'''
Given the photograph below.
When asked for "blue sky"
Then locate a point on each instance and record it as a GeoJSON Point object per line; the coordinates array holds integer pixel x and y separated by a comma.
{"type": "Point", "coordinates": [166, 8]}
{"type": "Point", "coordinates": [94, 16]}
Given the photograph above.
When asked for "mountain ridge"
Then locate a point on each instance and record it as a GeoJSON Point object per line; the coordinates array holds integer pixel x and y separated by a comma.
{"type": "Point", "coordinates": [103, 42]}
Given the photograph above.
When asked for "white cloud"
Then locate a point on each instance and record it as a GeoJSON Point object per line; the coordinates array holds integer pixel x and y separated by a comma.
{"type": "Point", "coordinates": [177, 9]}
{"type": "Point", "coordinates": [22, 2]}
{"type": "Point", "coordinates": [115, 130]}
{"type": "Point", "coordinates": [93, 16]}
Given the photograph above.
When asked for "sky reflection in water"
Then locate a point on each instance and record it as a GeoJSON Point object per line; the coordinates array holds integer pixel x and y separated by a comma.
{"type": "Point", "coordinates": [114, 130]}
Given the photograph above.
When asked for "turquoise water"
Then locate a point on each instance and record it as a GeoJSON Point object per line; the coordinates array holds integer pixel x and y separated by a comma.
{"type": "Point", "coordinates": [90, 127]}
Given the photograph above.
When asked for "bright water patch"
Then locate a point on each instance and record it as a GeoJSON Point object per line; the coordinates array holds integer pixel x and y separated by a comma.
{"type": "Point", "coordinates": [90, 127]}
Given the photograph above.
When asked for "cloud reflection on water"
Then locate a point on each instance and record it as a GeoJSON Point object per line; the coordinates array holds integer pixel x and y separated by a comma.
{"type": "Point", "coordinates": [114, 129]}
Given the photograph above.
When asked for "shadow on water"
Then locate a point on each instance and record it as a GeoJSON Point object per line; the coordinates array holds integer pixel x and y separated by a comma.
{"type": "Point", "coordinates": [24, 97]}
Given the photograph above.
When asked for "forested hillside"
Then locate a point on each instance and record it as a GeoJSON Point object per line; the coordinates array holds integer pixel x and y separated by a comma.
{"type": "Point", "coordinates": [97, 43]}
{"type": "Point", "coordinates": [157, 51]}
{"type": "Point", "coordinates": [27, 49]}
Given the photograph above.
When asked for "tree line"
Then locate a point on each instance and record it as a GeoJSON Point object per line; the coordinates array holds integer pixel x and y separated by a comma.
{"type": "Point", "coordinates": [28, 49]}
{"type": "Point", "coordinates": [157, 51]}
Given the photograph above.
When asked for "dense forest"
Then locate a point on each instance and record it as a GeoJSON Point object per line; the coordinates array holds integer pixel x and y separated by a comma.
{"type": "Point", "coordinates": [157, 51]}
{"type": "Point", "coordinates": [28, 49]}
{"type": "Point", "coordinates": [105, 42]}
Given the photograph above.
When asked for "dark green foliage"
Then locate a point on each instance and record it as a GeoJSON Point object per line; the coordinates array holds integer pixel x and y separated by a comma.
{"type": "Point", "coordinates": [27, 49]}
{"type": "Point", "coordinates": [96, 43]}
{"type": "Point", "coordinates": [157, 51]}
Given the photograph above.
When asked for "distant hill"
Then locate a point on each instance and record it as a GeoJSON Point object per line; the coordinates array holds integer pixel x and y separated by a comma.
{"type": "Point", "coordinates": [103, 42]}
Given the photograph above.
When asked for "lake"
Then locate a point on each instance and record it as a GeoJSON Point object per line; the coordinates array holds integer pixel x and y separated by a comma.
'''
▸ WHAT YOU WILL DO: Write the data out again in full and exactly.

▸ EXERCISE ANSWER:
Given the photograph below.
When asked for "blue sky"
Then locate a point on each instance and record it as a GeoJSON Point object per line; the coordinates array holds integer pixel x and y separated by a comma.
{"type": "Point", "coordinates": [166, 8]}
{"type": "Point", "coordinates": [94, 16]}
Given the photograph above.
When asked for "mountain ridge"
Then locate a point on each instance and record it as a GeoJSON Point object per line; the coordinates array holds integer pixel x and y separated by a comma.
{"type": "Point", "coordinates": [103, 42]}
Given the photograph above.
When asked for "white cloud"
Then locate a point on each instance and record it as a GeoJSON Point object per line; the coordinates array holds integer pixel x and y separated by a comma.
{"type": "Point", "coordinates": [177, 9]}
{"type": "Point", "coordinates": [22, 2]}
{"type": "Point", "coordinates": [115, 130]}
{"type": "Point", "coordinates": [93, 16]}
Given the photograph above.
When asked for "sky reflection in water"
Then locate a point on each instance and record it as a GeoJSON Point object per line; the coordinates array holds integer pixel x and y separated by a comma.
{"type": "Point", "coordinates": [114, 130]}
Given the photograph above.
When asked for "turquoise water"
Then locate a point on each instance and record it as a GeoJSON Point object per line; the coordinates array holds integer pixel x and y separated by a comma.
{"type": "Point", "coordinates": [90, 127]}
Given the photograph above.
When asked for "bright water patch"
Then locate a point on each instance and record it as a GeoJSON Point object per line; the coordinates array holds integer pixel x and y separated by a comma.
{"type": "Point", "coordinates": [90, 127]}
Given the photograph above.
When asked for "cloud reflection on water"
Then locate a point on each instance and record it as a GeoJSON Point object per line; the coordinates array holds integer pixel x and y separated by a comma.
{"type": "Point", "coordinates": [114, 129]}
Given the photograph above.
When asked for "shadow on water"
Then locate a point on each instance and record it as a GeoJSON Point object per line; the coordinates array holds integer pixel x and y separated by a comma.
{"type": "Point", "coordinates": [24, 97]}
Given the photograph above.
When asked for "forested hillside"
Then locate a point on each instance and record it as a GeoJSON Point object per line; the coordinates array holds integer pixel x and y separated by a comma.
{"type": "Point", "coordinates": [97, 43]}
{"type": "Point", "coordinates": [157, 51]}
{"type": "Point", "coordinates": [27, 49]}
Given the photograph above.
When asked for "tree line"
Then locate a point on each instance and record it as a GeoJSON Point object per line; the coordinates array holds integer pixel x and y separated by a comma.
{"type": "Point", "coordinates": [28, 49]}
{"type": "Point", "coordinates": [157, 51]}
Given the photograph above.
When asked for "dense forest"
Then locate a point on each instance and record it as a GeoJSON Point object per line; the coordinates array holds integer pixel x and y separated by a comma.
{"type": "Point", "coordinates": [157, 51]}
{"type": "Point", "coordinates": [28, 49]}
{"type": "Point", "coordinates": [105, 42]}
Given the photograph above.
When asked for "dark green foliage"
Then locate a point on each instance and record it as a GeoJSON Point object per line; the coordinates array holds integer pixel x and y separated by a comma.
{"type": "Point", "coordinates": [27, 49]}
{"type": "Point", "coordinates": [96, 43]}
{"type": "Point", "coordinates": [157, 51]}
Given the photograph above.
When asked for "distant hill"
Then locate a point on each instance and record it as a GeoJSON Point object per line; the coordinates array holds integer pixel x and y separated by a comma.
{"type": "Point", "coordinates": [103, 42]}
Given the photograph above.
When asked for "lake"
Then locate a point on each instance and record it as a GeoJSON Point object per line; the coordinates array holds integer pixel x and y separated by a comma.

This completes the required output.